====== Text shown ======

Text © Loredana Battisti
English translation by Mario Beltramini
Family: (Amanitaceae) Roze
Genus: Amanita Persoon
Subgenus: Amanita Singer
Section : Vaginatae (Fr.) Quélet
Amanita mairei Foley 1949
The name has been given honouring the botanist René Maire (1878-1949), graduate in Natural Sciences.
The Section Vaginatae (ex Amanitopsis = Amanitas without ring), is characterized by basidiomata with prevailingly filamentous hyphal structure, composed by extended cells, so that the general or universal veil which protects them during the first growth stage (primary), while tearing, persists almost integrally at the base of the stipe, with the form of a volva defined as sac-shaped, more or less wrapping, leaving on the surface of the cap some patches of variable size. They show the margin of the cap clearly striated, "combed", and absence of partial veil, since it forms only at embryionic stage, to dissolve, later on, in thin flocks, or stripes, which decorate the stipe. We find Amanitas all edible, after cooking, as they contain toxic, but thermolabile, substances (the hemolysins), which dissolve with temperatures of 70-80 °C.
Cap: of average size, from 6-10 cm, not much fleshy, frail, from hemispheric to convex to flat, with margin clearly striated, grey, ash-grey, bister-grey colouring, with remains or patches more or less big, white.
Hymenophore: lamellae thick, free to the stipe, intercalated with white, truncate lamellulae, fully sharp concolorous.
Spore: print white.

====== Data supplied ======

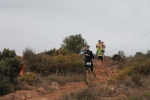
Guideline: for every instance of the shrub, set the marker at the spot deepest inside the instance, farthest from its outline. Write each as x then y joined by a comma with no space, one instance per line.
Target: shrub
138,96
86,94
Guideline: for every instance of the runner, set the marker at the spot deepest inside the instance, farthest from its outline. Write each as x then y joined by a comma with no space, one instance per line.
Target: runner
88,62
103,49
100,55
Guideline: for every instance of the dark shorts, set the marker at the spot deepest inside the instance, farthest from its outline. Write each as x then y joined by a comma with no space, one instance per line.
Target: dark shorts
87,67
100,57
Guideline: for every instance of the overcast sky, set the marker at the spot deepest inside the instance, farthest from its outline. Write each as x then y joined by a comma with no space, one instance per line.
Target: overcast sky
43,24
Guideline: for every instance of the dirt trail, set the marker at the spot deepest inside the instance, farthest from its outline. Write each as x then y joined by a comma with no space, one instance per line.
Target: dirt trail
102,73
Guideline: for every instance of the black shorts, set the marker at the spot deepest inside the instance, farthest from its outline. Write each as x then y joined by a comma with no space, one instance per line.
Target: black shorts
100,57
87,67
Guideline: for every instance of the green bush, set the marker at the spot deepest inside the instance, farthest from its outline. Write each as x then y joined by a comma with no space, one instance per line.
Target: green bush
137,96
30,77
10,66
4,85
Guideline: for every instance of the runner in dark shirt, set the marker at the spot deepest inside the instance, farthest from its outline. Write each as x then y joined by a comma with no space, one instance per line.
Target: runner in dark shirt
88,62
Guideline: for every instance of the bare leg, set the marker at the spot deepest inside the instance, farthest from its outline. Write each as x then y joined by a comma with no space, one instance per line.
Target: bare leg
87,75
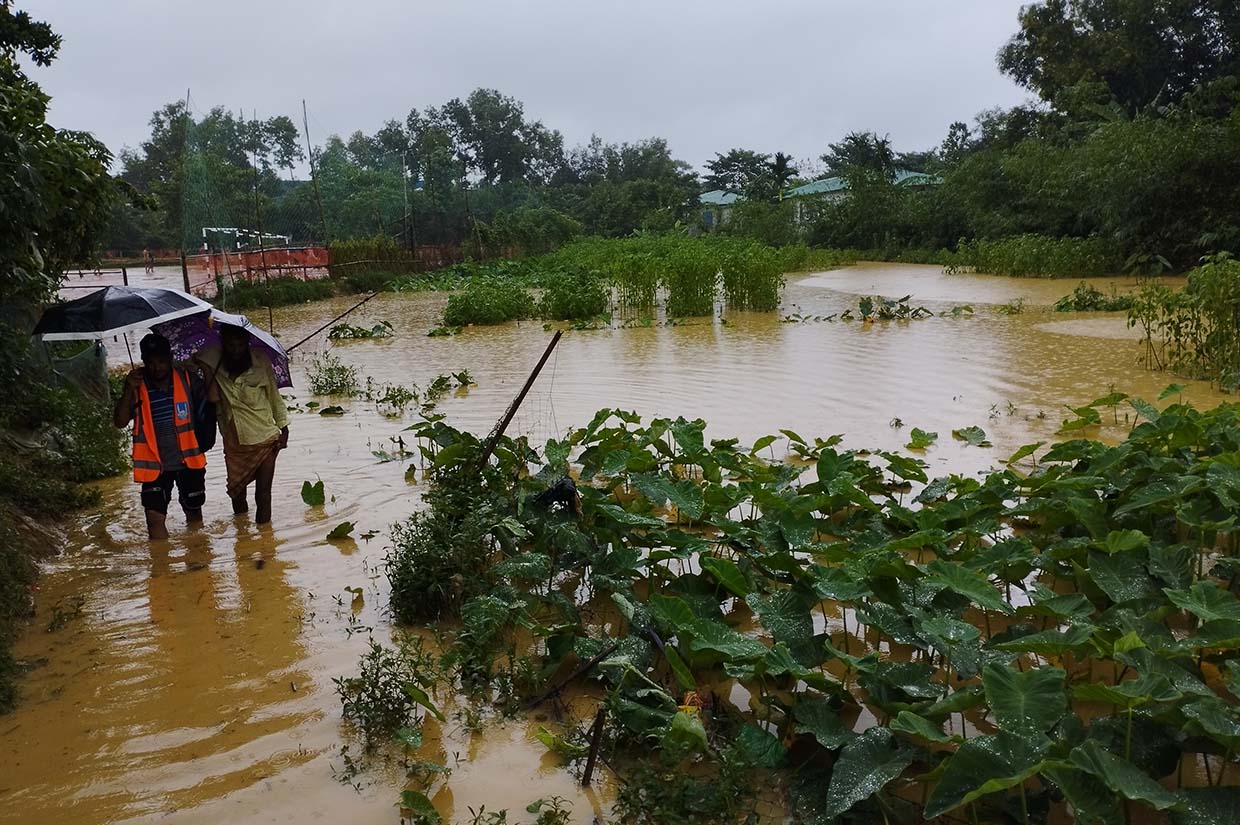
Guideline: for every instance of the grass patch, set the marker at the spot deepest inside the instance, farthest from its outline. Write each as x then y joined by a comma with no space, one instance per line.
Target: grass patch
277,292
573,295
1037,256
330,376
1088,299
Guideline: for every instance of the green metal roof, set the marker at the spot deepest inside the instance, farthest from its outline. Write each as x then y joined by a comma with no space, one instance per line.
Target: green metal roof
718,197
827,185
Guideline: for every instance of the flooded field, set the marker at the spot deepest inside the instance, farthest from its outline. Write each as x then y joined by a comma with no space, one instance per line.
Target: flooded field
192,681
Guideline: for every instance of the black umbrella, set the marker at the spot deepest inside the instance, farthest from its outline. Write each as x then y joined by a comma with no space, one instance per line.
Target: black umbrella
113,310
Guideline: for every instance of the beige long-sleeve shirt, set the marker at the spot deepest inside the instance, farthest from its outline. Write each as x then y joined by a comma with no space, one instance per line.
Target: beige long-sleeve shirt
251,401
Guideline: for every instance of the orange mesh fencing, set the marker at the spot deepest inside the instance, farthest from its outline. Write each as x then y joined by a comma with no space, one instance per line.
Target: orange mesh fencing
206,271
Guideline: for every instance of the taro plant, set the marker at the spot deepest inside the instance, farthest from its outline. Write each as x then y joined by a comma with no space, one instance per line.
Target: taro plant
489,302
330,376
1059,642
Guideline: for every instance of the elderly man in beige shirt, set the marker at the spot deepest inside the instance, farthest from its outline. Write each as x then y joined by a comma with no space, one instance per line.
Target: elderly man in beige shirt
253,419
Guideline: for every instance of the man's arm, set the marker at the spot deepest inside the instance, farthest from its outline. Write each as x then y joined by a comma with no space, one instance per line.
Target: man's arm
279,411
124,410
202,357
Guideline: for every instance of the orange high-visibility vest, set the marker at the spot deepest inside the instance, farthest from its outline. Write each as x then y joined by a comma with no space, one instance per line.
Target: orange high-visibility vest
146,462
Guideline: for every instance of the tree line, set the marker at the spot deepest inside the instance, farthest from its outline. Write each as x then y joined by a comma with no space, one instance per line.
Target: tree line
1132,140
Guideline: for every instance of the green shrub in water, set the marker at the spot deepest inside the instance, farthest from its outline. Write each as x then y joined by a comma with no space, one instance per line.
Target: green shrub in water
1036,256
487,302
1088,299
330,376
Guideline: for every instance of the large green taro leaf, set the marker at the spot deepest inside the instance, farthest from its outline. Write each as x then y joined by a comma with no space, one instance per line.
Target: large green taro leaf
985,766
1026,702
864,767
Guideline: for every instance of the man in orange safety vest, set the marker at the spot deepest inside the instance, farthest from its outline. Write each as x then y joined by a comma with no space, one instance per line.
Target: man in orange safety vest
159,398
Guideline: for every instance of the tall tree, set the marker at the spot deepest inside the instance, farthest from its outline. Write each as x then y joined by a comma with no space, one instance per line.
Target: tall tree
861,150
55,189
1145,52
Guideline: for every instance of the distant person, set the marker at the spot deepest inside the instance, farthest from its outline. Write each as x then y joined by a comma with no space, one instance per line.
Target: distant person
253,419
159,398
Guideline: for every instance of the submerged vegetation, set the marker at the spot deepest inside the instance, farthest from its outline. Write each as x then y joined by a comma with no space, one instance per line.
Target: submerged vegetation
1089,299
1194,331
56,196
1059,633
1032,256
489,300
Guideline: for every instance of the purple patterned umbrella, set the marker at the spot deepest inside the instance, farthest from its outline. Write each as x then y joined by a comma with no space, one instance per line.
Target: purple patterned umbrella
190,334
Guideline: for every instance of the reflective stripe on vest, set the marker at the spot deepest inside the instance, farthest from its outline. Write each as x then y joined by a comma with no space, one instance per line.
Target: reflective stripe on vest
146,460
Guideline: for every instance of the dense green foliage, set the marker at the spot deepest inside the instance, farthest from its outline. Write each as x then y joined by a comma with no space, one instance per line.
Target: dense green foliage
1033,256
55,201
708,566
572,294
1194,331
489,300
475,173
275,292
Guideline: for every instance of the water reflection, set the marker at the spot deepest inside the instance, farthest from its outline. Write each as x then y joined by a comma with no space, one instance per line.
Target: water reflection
197,681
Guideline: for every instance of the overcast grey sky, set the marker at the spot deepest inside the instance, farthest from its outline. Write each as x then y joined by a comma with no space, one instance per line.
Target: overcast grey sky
790,76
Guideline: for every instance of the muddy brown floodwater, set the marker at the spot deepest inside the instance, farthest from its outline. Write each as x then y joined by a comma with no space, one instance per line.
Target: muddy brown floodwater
195,684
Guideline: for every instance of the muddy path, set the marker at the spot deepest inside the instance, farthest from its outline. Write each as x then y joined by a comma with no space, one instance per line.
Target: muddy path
192,681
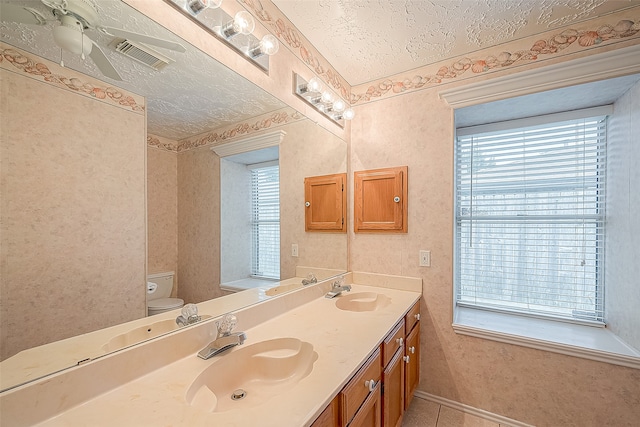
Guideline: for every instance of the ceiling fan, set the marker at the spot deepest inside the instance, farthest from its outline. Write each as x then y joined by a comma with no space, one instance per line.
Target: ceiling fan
76,17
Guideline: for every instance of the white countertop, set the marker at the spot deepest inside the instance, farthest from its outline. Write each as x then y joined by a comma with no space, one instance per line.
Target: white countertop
342,340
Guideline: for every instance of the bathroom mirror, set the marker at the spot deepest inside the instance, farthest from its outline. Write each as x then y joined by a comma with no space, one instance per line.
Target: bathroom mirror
90,164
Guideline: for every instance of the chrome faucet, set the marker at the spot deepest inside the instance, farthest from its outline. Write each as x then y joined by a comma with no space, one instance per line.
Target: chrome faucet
225,339
311,278
189,315
337,288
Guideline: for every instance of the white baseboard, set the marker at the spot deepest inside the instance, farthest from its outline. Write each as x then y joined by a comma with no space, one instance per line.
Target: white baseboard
470,410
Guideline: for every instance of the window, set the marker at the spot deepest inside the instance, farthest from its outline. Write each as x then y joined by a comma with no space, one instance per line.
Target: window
530,217
265,222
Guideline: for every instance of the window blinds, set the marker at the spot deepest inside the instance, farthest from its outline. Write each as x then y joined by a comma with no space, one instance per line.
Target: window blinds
265,223
530,219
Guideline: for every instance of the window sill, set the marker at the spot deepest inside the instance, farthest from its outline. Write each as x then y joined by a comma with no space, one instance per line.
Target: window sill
244,284
587,342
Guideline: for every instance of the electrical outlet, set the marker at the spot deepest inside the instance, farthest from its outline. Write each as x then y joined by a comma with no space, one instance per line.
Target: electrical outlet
425,258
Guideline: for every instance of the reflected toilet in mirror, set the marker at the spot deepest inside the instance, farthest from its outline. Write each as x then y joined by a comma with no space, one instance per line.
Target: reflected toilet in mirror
159,287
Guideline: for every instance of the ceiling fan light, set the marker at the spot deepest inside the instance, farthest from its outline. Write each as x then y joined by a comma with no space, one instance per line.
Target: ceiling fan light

======

Work order 1 ▸
Answer these from the Amanita mairei description:
(a) Who is the species named after?
(b) What size range is given for the cap?
(c) What color is the spore print?
Work order 2 ▸
For each statement, say whether it agrees with the Amanita mairei description. Give yes or no and quote the words that decide it.
(a) The Amanitas of the Section Vaginatae have a ring.
(b) The hemolysins dissolve at temperatures of 70-80 °C.
(c) The lamellae are attached to the stipe.
Work order 3 ▸
Write the next part of the Amanita mairei description, starting after its last line.

Task output 1 ▸
(a) René Maire, a botanist.
(b) 6-10 cm.
(c) White.

Task output 2 ▸
(a) No: "Amanitas without ring"
(b) Yes: "which dissolve with temperatures of 70-80 °C"
(c) No: "free to the stipe"

Task output 3 ▸
Stipe: 5-12 x 1-2 cm, cylindrical, slender, fistulous, attenuated at the apex and enlarged at the base, covered by thin floccosity, or concolorous stripes. Ring absent. Sac-shaped volva, wide and membranous, sheathing at the base and free in the upper part, "tulip" shaped, white, greying with the age.
Flesh: soft, persistently white. Smell and taste not distinctive. Not unpleasant.
Chemical reactions: non amyloid spores in contact with Melzer’s reagent.
Habitat; ubiquitous, spring, summer-early autumn, either in latifolious or conifer woods. Not common species.
Edibility: good after cooking.
Notes: not always easily recognizable, just for the resemblance with A.vaginata, with which it is often mistaken. It distinguishes mainly for a more robust structure, for the cap always hemispheric, for the volva sheathing downwards, and flared upwards, which gives it the typical shape of a tulip.
Varieties of the species and like:
Its variability is critical, as some authors consider as varieties some ecological forms which, on the contrary, for others are species defined as real and proper taxa.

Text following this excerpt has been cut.